--- START ---

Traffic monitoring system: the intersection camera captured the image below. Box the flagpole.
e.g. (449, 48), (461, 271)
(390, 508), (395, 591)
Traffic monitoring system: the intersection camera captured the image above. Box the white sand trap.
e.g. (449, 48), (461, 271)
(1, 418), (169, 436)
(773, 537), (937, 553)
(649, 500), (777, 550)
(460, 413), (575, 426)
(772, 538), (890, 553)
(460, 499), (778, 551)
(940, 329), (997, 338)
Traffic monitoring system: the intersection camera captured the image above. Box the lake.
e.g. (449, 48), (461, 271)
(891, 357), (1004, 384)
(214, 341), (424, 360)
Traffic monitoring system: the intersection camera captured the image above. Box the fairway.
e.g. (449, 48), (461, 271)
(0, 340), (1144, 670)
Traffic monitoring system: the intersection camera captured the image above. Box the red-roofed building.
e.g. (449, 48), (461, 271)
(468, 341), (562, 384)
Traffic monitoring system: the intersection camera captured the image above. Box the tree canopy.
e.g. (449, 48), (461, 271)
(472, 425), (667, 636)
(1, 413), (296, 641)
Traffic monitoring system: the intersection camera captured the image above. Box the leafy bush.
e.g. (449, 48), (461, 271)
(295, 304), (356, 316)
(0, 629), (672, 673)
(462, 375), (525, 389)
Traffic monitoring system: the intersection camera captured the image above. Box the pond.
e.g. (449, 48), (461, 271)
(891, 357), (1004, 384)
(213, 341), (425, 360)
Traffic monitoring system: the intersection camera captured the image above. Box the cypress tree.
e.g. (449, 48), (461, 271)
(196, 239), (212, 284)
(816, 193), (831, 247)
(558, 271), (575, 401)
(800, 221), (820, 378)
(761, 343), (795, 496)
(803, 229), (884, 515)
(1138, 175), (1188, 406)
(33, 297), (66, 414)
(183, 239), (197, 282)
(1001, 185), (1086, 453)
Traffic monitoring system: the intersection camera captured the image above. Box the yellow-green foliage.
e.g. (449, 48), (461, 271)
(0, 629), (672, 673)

--- END ---

* What you will do:
Using the listing above, print every entry exactly.

* Your solution:
Traffic monitoring system: the intersection camera captured the image below. Box the flagpole.
e.g. (449, 48), (461, 271)
(390, 508), (395, 591)
Traffic monitoring system: the intersection camera captured the image above. Box the white sand trap.
e.g. (449, 48), (461, 271)
(1, 418), (169, 436)
(773, 537), (937, 553)
(649, 500), (777, 550)
(460, 413), (575, 426)
(772, 538), (890, 553)
(460, 499), (778, 551)
(940, 329), (997, 338)
Traffic monitoring system: the intersection camera captured the image above. Box the lake.
e.g. (449, 48), (461, 271)
(891, 357), (1004, 384)
(214, 341), (424, 360)
Traffic monitoring system: the intersection camera captured the image above. Box the fairway.
e.g. (449, 48), (461, 271)
(0, 340), (1144, 670)
Traffic monitoring system: the intersection camera captured the image above. Box the red-roofed building.
e.g. (449, 48), (461, 271)
(468, 341), (562, 384)
Traffic monitoring system: the intersection camera captured the image above. Box the tree canopy.
e.g. (449, 48), (461, 271)
(472, 425), (667, 636)
(1, 413), (296, 641)
Traffic monitoring system: the intersection camera captured the image above. Box the leafy bush.
e.g. (449, 48), (461, 271)
(295, 304), (356, 316)
(0, 629), (672, 673)
(462, 375), (525, 389)
Traffic monitoring system: the intersection camera captured the image above. Box the pond.
e.g. (449, 48), (461, 271)
(891, 357), (1004, 384)
(213, 341), (425, 360)
Traffic monitoring system: the intersection camera captured the image above. Box the cypress tree.
e.g. (449, 48), (461, 271)
(196, 239), (212, 284)
(816, 193), (831, 247)
(558, 271), (575, 401)
(800, 221), (820, 378)
(761, 343), (795, 496)
(803, 229), (884, 515)
(1138, 175), (1188, 406)
(33, 297), (66, 414)
(183, 239), (197, 282)
(1001, 185), (1086, 453)
Traffic monitoring system: the intersection camera captured the image above. Box the yellow-green foliage.
e.g. (449, 48), (461, 271)
(0, 629), (672, 673)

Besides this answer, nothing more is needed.